## DIRECTIONS
Output the records that follow as a JSON list of strings, one string per line, leaving out any blank lines.

## RECORDS FOR THIS EXERCISE
==*==
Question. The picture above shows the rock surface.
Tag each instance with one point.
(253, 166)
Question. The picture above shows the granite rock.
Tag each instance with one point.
==*==
## COMPLETE ANSWER
[
  "Question. The picture above shows the rock surface.",
  "Tag each instance with one point.",
  "(253, 166)",
  "Question. The picture above shows the granite rock.",
  "Tag each instance with one point."
]